*Task item*
With the images removed, write out every line below exactly.

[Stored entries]
╭──
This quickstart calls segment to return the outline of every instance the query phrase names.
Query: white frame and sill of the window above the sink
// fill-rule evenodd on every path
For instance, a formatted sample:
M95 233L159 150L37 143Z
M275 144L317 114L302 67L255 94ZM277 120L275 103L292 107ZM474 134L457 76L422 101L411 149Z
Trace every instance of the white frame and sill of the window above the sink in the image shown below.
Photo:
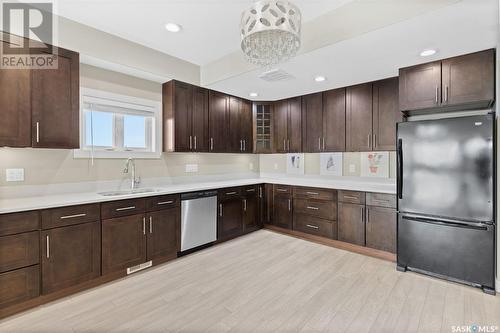
M85 104L99 103L128 111L113 113L113 147L86 145ZM131 111L130 111L131 110ZM145 116L146 148L124 147L124 114ZM148 123L149 122L149 123ZM104 90L80 88L80 148L74 158L159 159L162 154L162 103Z

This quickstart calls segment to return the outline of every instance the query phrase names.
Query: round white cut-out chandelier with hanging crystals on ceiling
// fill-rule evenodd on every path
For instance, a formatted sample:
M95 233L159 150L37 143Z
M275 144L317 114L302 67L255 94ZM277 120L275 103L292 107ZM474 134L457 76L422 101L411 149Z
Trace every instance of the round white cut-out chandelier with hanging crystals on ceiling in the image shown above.
M241 14L241 49L246 59L270 67L300 49L301 14L289 1L258 1Z

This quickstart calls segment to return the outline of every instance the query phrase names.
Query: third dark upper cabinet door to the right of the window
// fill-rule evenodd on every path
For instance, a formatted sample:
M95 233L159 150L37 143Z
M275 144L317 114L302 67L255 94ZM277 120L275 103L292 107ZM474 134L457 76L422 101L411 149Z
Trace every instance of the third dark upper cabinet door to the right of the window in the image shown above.
M213 90L209 96L209 151L224 153L228 149L229 97Z

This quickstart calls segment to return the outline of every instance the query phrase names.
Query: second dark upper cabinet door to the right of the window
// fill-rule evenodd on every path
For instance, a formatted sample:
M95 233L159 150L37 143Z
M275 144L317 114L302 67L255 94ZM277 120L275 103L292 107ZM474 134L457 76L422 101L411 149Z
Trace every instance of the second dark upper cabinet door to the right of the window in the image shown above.
M208 90L193 86L193 150L208 152Z

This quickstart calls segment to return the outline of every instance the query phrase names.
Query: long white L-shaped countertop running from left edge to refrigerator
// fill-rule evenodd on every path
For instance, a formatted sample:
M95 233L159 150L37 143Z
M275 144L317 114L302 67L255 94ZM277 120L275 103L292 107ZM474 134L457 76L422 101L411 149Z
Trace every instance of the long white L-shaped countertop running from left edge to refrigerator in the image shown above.
M361 180L325 180L325 179L310 179L310 178L294 178L294 177L261 177L233 180L219 180L212 182L196 182L196 183L174 183L154 187L154 192L136 193L120 196L103 196L97 192L74 192L47 194L32 197L6 198L0 199L0 214L14 213L28 210L64 207L72 205L81 205L89 203L99 203L106 201L116 201L131 198L143 198L164 194L187 193L194 191L213 190L219 188L245 186L255 184L281 184L295 186L309 186L330 188L338 190L353 190L363 192L377 193L396 193L396 185L392 182L370 182Z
╰──
*Problem solution*
This quickstart calls segment to return the outline of every instance the query phrase names.
Query: white frame and sill of the window above the sink
// fill-rule evenodd on every path
For instance, a formatted sample:
M95 233L159 150L37 143Z
M275 144L317 114L302 67L255 94ZM277 120L275 103L292 107ZM474 134L457 76L422 101L411 149Z
Trace every instance of the white frame and sill of the window above the sink in the image shown below.
Photo:
M85 104L99 103L128 111L113 113L113 147L86 145ZM131 111L130 111L131 110ZM145 116L146 148L124 147L124 114ZM148 123L149 122L149 123ZM104 90L80 88L80 148L74 158L159 159L162 154L162 103Z

This quickstart calls segment to return the outline of every instance the query phrase names.
Query: round white cut-out chandelier with hanging crystals on ceiling
// fill-rule evenodd on every path
For instance, a formatted sample:
M95 233L159 150L37 143Z
M275 144L317 114L302 67L255 94ZM277 120L275 103L292 107ZM474 134L457 76L422 101L411 149Z
Trace every instance of the round white cut-out chandelier with hanging crystals on ceiling in the image shown above.
M241 14L241 49L246 59L270 67L300 49L301 14L289 1L258 1Z

This quickstart calls segment to return the outline of every instance the query phrase names.
Query: third dark upper cabinet door to the right of the window
// fill-rule evenodd on every path
For instance, a formatted sample:
M95 233L159 150L37 143Z
M275 144L317 114L302 67L255 94ZM277 120L275 103L292 107ZM474 134L457 76L422 101L411 149Z
Trace every instance of the third dark upper cabinet door to the right of the window in the image shown above.
M213 90L209 96L209 151L224 153L228 149L229 97Z

This quickstart calls segment to return the outline of every instance the query phrase names.
Query: second dark upper cabinet door to the right of the window
// fill-rule evenodd on every path
For instance, a formatted sample:
M95 233L159 150L37 143Z
M275 144L317 114L302 67L255 94ZM277 120L275 103L292 107ZM474 134L457 76L422 101L411 149Z
Trace every instance of the second dark upper cabinet door to the right of the window in the image shown above.
M208 90L193 86L193 150L208 152Z

This quickstart calls segment to return the outline of every instance the query phrase names.
Query: long white L-shaped countertop running from left edge to refrigerator
// fill-rule evenodd on every path
For instance, a formatted sample:
M95 233L159 150L37 143Z
M275 144L317 114L302 67L255 94ZM277 120L275 103L292 107ZM474 134L457 76L422 101L411 149Z
Trace every instance of the long white L-shaped countertop running from left edge to refrigerator in the image shown above.
M361 180L325 180L325 179L310 179L310 178L294 178L294 177L261 177L233 180L219 180L212 182L196 182L196 183L174 183L154 187L154 192L136 193L120 196L103 196L97 192L74 192L47 194L32 197L6 198L0 199L0 214L14 213L28 210L64 207L72 205L81 205L89 203L99 203L106 201L116 201L131 198L143 198L164 194L187 193L194 191L213 190L219 188L245 186L255 184L281 184L295 186L309 186L330 188L338 190L353 190L363 192L377 193L396 193L396 185L392 182L370 182Z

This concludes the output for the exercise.